What is needed
Rewrite the listing below from the line containing "Could you point to the high-rise" through the end, replacing "apartment block" with "tower block" and leaving everything else unchanged.

Material shown
___

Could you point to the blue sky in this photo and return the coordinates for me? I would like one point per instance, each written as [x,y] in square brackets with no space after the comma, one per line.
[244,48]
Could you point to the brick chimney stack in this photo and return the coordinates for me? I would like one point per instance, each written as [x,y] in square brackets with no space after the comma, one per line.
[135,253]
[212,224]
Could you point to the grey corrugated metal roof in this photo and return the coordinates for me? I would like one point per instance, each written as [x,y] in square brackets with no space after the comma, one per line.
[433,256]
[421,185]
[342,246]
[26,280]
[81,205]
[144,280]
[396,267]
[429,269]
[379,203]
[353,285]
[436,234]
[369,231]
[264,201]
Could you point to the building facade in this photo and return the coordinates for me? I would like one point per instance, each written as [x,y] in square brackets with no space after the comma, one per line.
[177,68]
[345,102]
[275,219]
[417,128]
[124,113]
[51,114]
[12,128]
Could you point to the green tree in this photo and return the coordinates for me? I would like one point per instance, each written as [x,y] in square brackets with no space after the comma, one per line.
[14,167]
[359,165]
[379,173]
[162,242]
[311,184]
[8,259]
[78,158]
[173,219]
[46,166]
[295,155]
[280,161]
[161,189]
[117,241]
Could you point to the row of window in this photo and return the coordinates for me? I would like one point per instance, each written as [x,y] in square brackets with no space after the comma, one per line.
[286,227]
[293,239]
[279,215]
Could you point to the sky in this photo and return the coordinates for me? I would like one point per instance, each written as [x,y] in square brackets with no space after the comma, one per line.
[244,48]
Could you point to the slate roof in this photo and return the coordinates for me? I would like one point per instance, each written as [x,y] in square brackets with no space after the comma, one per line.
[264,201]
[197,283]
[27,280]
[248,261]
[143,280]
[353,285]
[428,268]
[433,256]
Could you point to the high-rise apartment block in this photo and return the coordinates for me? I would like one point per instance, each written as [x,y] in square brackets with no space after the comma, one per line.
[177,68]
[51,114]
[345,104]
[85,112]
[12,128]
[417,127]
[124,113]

___

Solution to this task
Could you point to the high-rise tower block in this photo and return the coordinates for me? I would like one point per instance, each written as [x,y] in square brackets with no space after the comma, one per line.
[177,68]
[51,114]
[345,104]
[85,112]
[12,128]
[417,127]
[124,113]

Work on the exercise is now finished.